Nel brano sulle diseguaglianze, in quale caso si dice che esiste lo sfruttamento?

◆ **Brano di riferimento**:
□ □ □ □ □ □ □

2. Il problema delle diseguaglianze e i certificati di lavoro

Il pensiero economico dominante sostiene l’inevitabilità delle diseguaglianze perché sarebbero un forte incentivo al lavoro per i poveri, altrimenti subirebbero una maggiore povertà, mentre i ricchi sarebbero invogliati a lavorare grazie alla riduzione delle tasse e la promessa di guadagnare ancora più soldi. Per Cockshott e Cottrell le diseguaglianze non sono accettabili e nascono da cause ben precise: lo sfruttamento, l’eredità, la disoccupazione, la vecchiaia, la subordinazione delle donne all’uomo e la disabilità.

Lo sfruttamento esiste nel momento in cui il salario ricevuto è inferiore al valore del prodotto del proprio lavoro. In assenza di questo meccanismo per gli autori sarebbe possibile, ad esempio, scambiare 40 ore del proprio lavoro settimanale con 40 ore di un altro lavoro per soddisfare un proprio bisogno. Sostengono che non sarebbe complicato calcolare il lavoro contenuto in ogni merce. Ciò non accade nel capitalismo, dove il lavoro salariato si basa su un accordo formalmente volontario ma di fatto dipendente dai rapporti di forza tra lavoro e capitale. A dimostrazione di ciò affermano che:

“Per ciascun settore dell’economia esaminiamo come il valore aggiunto attraverso il lavoro è distribuito tra salari e profitti. Per valore aggiunto intendiamo la differenza tra le vendite totali di un’azienda e i costi dei suoi input non lavorativi nel processo produttivo: carburante, materie prime, ammortamento dei macchinari, ecc.

□ □ □ □ □ □ □

◆ **Dati forniti**:
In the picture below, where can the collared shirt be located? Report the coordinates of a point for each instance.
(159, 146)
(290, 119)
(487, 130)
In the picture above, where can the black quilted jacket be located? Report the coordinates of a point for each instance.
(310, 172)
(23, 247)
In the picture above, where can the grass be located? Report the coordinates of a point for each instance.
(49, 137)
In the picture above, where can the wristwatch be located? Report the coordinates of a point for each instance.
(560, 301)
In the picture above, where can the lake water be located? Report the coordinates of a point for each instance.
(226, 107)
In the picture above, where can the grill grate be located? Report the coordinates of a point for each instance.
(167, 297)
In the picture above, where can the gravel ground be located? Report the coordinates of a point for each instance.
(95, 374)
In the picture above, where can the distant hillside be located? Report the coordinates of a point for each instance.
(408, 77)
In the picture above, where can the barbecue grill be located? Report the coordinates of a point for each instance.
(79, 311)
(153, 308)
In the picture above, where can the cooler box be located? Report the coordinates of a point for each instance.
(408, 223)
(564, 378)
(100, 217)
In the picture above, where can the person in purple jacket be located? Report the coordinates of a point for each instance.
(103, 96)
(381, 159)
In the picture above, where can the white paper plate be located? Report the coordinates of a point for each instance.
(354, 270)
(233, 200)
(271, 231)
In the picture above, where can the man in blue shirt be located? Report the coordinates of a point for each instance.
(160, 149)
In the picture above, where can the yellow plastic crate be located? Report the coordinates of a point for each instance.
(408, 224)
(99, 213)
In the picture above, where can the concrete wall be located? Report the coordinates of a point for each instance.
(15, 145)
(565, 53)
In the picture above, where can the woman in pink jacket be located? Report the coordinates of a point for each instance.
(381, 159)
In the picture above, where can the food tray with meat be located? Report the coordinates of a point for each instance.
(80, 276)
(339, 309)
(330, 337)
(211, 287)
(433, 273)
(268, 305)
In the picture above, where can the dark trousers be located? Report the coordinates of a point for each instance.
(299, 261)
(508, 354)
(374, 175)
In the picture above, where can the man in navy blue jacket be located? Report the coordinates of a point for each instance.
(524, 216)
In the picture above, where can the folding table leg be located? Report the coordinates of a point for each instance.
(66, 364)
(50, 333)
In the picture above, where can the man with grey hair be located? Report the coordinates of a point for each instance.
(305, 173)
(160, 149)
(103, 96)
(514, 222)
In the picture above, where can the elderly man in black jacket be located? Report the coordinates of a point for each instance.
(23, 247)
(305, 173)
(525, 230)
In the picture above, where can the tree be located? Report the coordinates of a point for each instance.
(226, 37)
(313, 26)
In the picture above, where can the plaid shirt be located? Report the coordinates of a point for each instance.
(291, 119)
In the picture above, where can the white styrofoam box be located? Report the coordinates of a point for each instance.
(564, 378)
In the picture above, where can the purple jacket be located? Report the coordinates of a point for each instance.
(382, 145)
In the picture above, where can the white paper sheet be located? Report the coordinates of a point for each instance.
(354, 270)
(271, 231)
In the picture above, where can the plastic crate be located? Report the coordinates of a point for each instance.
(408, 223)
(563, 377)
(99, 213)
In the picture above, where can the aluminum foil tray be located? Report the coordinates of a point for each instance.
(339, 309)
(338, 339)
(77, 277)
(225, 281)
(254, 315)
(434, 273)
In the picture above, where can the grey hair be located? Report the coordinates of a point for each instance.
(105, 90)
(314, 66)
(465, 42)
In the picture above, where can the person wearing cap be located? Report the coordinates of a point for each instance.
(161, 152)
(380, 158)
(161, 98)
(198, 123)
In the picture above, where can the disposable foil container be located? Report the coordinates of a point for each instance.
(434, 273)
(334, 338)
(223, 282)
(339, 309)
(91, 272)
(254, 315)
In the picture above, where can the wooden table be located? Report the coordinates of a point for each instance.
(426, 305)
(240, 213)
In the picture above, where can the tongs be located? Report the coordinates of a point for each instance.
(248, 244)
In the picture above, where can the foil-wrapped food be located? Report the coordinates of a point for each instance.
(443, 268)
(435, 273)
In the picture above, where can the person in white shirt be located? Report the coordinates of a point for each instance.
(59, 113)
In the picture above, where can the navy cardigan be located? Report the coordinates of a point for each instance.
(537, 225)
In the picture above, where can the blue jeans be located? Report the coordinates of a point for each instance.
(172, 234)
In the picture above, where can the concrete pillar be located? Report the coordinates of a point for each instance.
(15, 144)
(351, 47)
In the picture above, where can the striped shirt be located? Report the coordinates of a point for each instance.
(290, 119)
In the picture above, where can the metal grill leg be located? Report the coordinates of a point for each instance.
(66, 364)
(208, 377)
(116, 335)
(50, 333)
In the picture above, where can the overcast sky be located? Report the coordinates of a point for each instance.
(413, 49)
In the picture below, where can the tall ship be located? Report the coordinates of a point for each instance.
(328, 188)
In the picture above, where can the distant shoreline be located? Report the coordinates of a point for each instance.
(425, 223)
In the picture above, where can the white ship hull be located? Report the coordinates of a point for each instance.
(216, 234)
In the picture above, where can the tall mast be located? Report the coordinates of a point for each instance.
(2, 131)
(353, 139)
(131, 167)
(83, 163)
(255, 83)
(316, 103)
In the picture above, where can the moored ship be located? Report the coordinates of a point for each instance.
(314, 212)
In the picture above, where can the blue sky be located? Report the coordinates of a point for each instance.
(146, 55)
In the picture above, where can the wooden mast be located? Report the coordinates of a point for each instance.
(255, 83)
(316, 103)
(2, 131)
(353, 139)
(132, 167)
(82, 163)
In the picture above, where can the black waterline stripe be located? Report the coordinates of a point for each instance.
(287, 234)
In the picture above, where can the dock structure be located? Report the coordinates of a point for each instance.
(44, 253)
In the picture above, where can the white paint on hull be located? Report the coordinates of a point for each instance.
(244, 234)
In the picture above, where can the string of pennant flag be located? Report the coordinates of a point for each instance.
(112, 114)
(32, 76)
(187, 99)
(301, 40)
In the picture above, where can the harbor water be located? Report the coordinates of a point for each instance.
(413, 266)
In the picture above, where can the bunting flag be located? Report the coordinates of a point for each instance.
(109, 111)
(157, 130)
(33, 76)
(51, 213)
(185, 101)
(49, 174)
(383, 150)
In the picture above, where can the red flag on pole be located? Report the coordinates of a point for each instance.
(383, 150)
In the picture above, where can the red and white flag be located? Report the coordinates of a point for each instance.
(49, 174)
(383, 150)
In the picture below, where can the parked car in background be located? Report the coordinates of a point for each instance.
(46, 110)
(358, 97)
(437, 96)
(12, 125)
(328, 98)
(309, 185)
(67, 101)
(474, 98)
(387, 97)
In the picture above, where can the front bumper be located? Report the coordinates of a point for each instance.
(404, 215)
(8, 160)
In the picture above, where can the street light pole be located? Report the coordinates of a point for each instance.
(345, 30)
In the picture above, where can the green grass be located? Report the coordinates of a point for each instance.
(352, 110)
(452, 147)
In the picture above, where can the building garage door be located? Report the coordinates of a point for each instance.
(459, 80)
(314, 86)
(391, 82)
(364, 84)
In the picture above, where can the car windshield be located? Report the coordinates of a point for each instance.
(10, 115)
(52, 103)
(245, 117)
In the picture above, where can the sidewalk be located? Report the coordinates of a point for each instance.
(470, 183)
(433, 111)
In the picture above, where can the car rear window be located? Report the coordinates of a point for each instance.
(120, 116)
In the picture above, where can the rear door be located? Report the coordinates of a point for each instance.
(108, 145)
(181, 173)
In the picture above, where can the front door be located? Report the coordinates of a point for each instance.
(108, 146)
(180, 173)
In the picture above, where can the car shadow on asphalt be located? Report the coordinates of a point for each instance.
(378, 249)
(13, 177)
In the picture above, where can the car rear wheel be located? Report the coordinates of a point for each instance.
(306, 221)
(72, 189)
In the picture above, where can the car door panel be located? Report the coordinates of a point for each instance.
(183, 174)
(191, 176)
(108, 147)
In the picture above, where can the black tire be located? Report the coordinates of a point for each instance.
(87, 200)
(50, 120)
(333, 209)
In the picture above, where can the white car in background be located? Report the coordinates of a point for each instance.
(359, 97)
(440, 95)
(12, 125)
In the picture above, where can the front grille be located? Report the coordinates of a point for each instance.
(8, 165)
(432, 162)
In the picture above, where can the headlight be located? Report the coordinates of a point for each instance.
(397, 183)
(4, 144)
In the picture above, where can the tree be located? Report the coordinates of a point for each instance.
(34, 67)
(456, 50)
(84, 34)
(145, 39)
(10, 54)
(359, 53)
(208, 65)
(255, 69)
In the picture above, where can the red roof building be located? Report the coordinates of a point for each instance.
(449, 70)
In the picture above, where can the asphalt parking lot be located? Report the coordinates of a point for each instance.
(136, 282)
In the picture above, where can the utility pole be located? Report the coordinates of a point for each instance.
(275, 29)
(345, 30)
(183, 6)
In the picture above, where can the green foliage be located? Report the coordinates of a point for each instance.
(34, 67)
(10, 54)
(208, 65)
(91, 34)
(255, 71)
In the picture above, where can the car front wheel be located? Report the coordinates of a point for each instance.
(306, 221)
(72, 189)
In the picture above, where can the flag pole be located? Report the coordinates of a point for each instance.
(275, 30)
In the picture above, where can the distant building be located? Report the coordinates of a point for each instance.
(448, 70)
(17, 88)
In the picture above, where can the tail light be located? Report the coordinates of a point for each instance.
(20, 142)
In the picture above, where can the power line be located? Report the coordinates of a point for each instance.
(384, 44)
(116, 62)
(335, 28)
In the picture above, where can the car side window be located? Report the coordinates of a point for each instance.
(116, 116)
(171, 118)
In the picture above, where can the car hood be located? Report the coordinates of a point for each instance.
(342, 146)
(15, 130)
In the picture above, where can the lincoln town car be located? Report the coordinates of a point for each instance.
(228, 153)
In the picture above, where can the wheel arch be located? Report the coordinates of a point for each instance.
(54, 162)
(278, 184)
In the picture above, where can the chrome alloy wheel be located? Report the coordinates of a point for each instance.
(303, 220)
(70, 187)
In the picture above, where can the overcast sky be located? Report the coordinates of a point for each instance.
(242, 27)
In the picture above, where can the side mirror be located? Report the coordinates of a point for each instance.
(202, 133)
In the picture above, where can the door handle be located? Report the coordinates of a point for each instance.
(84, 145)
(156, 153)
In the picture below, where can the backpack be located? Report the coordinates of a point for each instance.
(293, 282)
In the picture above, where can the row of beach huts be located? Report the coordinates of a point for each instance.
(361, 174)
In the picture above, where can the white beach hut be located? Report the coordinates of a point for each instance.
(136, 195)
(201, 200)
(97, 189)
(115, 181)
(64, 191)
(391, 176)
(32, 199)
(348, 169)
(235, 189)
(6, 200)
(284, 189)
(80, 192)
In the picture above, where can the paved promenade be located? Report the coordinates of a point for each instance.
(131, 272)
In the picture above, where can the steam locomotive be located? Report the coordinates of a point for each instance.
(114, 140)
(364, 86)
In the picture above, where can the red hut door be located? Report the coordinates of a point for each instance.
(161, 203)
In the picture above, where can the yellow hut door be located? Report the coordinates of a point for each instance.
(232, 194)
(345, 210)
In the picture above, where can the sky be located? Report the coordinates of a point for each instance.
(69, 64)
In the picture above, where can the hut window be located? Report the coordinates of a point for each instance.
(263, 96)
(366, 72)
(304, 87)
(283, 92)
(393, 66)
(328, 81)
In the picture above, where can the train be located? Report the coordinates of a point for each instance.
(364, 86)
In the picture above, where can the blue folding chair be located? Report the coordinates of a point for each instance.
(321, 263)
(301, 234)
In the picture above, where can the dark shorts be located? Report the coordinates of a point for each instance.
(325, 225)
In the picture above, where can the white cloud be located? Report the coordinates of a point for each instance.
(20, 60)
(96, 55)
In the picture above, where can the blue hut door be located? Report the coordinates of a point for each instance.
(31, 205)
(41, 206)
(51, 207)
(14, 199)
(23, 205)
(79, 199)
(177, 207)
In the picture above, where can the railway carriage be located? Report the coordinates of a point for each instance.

□ □ □ □ □ □ □

◆ **Risposta**:
Quando il salario ricevuto è inferiore al valore del prodotto del proprio lavoro.